Task objective: Copies of all lines containing the string "stem" are needed from the data below.
#####
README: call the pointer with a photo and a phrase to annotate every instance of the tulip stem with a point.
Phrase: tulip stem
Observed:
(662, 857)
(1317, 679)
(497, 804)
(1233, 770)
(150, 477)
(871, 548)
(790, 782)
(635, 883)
#####
Answer box:
README: call the pointer with a photo and a phrase to annotate every instance of the tulip stem with a point.
Phrase: tulip stem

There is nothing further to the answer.